[Bereitgestellter Text]
Celtic in der Problemanalyse

Wir begeben uns zur Abwechslung auf die Reise in eine komplett andere Fußballlandschaft – nämlich nach Schottland, wo das lange Jahre dominante Celtic mittlerweile nur noch die zweite Geige hinter Stadtrivale Rangers spielt. Die aktuelle Saison verläuft für die „The Bhoys“ mehr als enttäuschend. International schied man bereits aus der Gruppenphase der Europa League aus und in der heimischen Liga beträgt der Abstand zu den Rangers schon 21 Punkte (bei drei weniger ausgetragenen Partien).

Eine Problemanalyse ist schon deshalb interessant, weil sie verdeutlicht, mit welchen Schwierigkeiten und Herausforderungen ein ambitionierter Titelkandidat, aber begrenzten individuellen Qualitäten, in einer Liga voller reaktiver Außenseitermannschaften zu kämpfen hat. Der nordirische Cheftrainer Neil Lennon gehört zudem zu einer Riege von Übungsleitern und Taktikern, die nicht immer das ganze Repertoire an Möglichkeiten ausschöpfen und in gewisser Weise unterambitioniert die notwendige Problemlösung angehen.

Hektik bei Ballbesitz

Eine der größten Probleme, die in nahezu allen Auftritten von Celtic beobachtet werden können, betrifft die sehr hektische Vorgehensweise bei eigenem Ballbesitz. Die Mannschaft manifestiert den eigenen Ballbesitz nicht in jener Form, wie es wirklich dominante Teams tun. Die Innenverteidiger versuchen in der Regel, den Ball sehr schnell nach vorn zu spielen; die Mittelfeldspieler wollen die Spielzüge mit aller Gewalt beschleunigen; und die Stürmer gehen meist bei der Schussauswahl sehr überhastet vor. Insgesamt entsteht der Eindruck, dass Celtic selten die bestmöglichen Entscheidungen aufgrund eines unnötigen und selbst auferlegten Zeitdrucks trifft.

Es wäre wenig sinnvoll, nun die verfügbaren statistischen Werte aus der Premiership auszuwerten, weil Celtic dort die zweithöchste Ballbesitzquote nur knapp hinter Rangers und mit weitem Vorsprung auf das drittplatzierte Aberdeen aufweist. Bei über 62 Prozent Ballbesitz ist es nur logisch, dass Celtic viele Tempospielzüge und Spielbeschleunigungen verbucht. Die Quantität ist hier wenig aussagekräftig. Viel interessanter ist da schon das Auftreten in der Europa League, wo Celtic zu jenen Teams mit den meisten Spielbeschleunigungen während der Gruppenphase gehörte. Das ist umso beachtlicher, wenn man bedenkt, dass Lennons Team lediglich 34. in der Ballbesitzstatistik war.

[Extrahierte Daten]

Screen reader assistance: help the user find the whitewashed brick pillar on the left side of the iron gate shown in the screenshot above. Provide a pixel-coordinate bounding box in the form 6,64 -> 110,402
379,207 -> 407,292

* * *

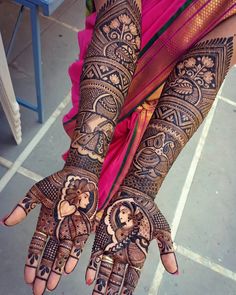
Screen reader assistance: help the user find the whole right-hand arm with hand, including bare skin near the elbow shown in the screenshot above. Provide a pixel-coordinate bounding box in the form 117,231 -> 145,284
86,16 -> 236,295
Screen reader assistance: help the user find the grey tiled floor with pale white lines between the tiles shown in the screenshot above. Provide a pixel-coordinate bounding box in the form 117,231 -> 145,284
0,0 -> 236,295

[Verständnis prüfen]
**a)** Gib aus dem Text über Celtic alles von „Eine der größten“ bis hinunter zu „auferlegten Zeitdrucks trifft.“ wortgetreu wieder.
**b)** Führe den Text über Celtic im Anschluss an seinen letzten Satz weiter.

[Ergebnisse je Aufgabe]
**a)**
Eine der größten Probleme, die in nahezu allen Auftritten von Celtic beobachtet werden können, betrifft die sehr hektische Vorgehensweise bei eigenem Ballbesitz. Die Mannschaft manifestiert den eigenen Ballbesitz nicht in jener Form, wie es wirklich dominante Teams tun. Die Innenverteidiger versuchen in der Regel, den Ball sehr schnell nach vorn zu spielen; die Mittelfeldspieler wollen die Spielzüge mit aller Gewalt beschleunigen; und die Stürmer gehen meist bei der Schussauswahl sehr überhastet vor. Insgesamt entsteht der Eindruck, dass Celtic selten die bestmöglichen Entscheidungen aufgrund eines unnötigen und selbst auferlegten Zeitdrucks trifft.

**b)**
Wie alle anderen Grafiken stammt diese aus der Twenty3 Toolbox.

Solch ein temporeicher und auch direkter Spielstil kann vor allem dann problematisch sein, wenn ein Team – anders als vielleicht Milan oder Benfica – nur über durchschnittliche technische Fähigkeiten verfügt. Viele Celtic-Akteure insbesondere in der Abwehr versuchen mit großer Vorliebe, das Spiel zu beschleunigen, können es aber nicht mit jener Präzision tun, die notwendig wäre. Statt perfekten Abspielzeitpunkten und perfekter Passgewichtung streuen sie zwangsläufig ihre Zuspiele und verringern die Erfolgsrate der Spielzüge ungemein, weshalb Celtic zugleich ein unnötiges Chaos kreiert und anfällig für Tempogegenstöße wird.

Celtics statistische Werte sind im Vergleich zum restlichen Teilnehmerfeld in der Europa League durchschnittlich und unterdurchschnittlich in nahezu allen Kategorien, was eben auch unterstreicht, dass es dem Team an einem ausdefinierten Spielstil mangelt.

Taktische Gleichgültigkeit

Das erst vor einigen Wochen ausgetragene Europapokalspiel gegen OSC Lille war ein treffender Beweis für die Ermangelung eines ausdefinierten Spielstils. Obwohl Celtic die Partie schlussendlich mit 3:2 gewann, konnte es nie volles Kapital daraus schlagen, dass es an jenem Abend die kraft- und druckvollere Mannschaft war. In den ersten 45 bis 60 Minuten wirkte es so, als hätte Celtic die Möglichkeit gehabt, Lille komplett zu überholen. Aber die Schotten taten es nicht. Ein Hauptgrund hing mit dem Mangel an taktischen Anpassungen zusammen. Celtic begann die Partie in einer 3-4-2-1-Formation, welche in dieser Saison nur sehr selten zum Einsatz gekommen ist.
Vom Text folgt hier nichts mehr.